§ **What you need to do**
Begin at the line below that has "Target: entire dark" and stop after the line that has "form (48, 114).". Please restate only those lines, word for word.

(Items listed in a dataset)
——————

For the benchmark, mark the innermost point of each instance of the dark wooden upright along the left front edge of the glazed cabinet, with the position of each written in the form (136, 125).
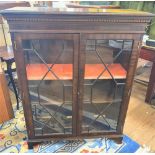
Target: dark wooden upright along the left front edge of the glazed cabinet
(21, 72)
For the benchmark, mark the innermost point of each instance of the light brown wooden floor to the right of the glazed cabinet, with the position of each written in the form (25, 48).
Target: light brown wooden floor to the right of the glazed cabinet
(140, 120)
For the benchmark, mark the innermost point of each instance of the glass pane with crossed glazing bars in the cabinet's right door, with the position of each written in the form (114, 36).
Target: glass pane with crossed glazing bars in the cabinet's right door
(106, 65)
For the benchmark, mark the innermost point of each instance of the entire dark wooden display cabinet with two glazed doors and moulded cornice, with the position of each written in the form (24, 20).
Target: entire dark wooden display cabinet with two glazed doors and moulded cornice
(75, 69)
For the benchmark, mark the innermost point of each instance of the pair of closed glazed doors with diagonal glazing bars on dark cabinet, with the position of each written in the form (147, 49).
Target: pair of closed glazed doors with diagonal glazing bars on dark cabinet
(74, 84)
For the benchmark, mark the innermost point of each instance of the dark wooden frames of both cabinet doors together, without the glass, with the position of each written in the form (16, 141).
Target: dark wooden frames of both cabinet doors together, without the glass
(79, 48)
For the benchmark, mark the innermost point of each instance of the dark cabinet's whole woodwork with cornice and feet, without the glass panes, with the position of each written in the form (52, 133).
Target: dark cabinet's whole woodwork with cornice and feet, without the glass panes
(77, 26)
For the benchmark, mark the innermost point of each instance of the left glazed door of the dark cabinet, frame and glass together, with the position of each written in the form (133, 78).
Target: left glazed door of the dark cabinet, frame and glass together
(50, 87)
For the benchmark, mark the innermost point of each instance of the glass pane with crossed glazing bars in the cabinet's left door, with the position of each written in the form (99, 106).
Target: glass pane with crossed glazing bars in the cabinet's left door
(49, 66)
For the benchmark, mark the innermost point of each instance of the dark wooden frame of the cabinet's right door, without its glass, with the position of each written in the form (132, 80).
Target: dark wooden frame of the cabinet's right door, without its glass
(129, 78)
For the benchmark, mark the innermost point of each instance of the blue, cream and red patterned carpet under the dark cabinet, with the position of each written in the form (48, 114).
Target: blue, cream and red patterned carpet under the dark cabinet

——————

§ **Completed task**
Target: entire dark wooden display cabinet with two glazed doors and moulded cornice
(75, 69)
For the benchmark, mark the innermost point of each instance of the pair of closed glazed doors with diagonal glazing bars on dark cabinet, with the position of each written in the form (147, 49).
Target: pair of closed glazed doors with diagonal glazing bars on dark cabinet
(74, 84)
For the benchmark, mark the innermost point of each instance of the dark wooden frames of both cabinet doors together, without the glass, with the position of each written in the form (16, 141).
Target: dark wooden frames of both cabinet doors together, without the glass
(79, 48)
For the benchmark, mark the innermost point of each instance of the dark cabinet's whole woodwork with cornice and feet, without the glass panes, with the position of each written in the form (52, 133).
Target: dark cabinet's whole woodwork with cornice and feet, without the glass panes
(77, 26)
For the benchmark, mark the innermost point of each instance of the left glazed door of the dark cabinet, frame and glass together, with the position of each written in the form (133, 78).
Target: left glazed door of the dark cabinet, frame and glass together
(50, 87)
For the benchmark, mark the innermost point of each instance of the glass pane with crossed glazing bars in the cabinet's left door, with the position of each written in the form (99, 106).
Target: glass pane with crossed glazing bars in the cabinet's left door
(49, 66)
For the benchmark, mark the innermost point of each instance of the dark wooden frame of the cabinet's right door, without its glass, with the position of each written in the form (132, 80).
Target: dark wooden frame of the cabinet's right door, without its glass
(129, 78)
For the benchmark, mark the innermost point of each instance of the blue, cream and red patterned carpet under the dark cabinet, with the position of each written in the form (48, 114).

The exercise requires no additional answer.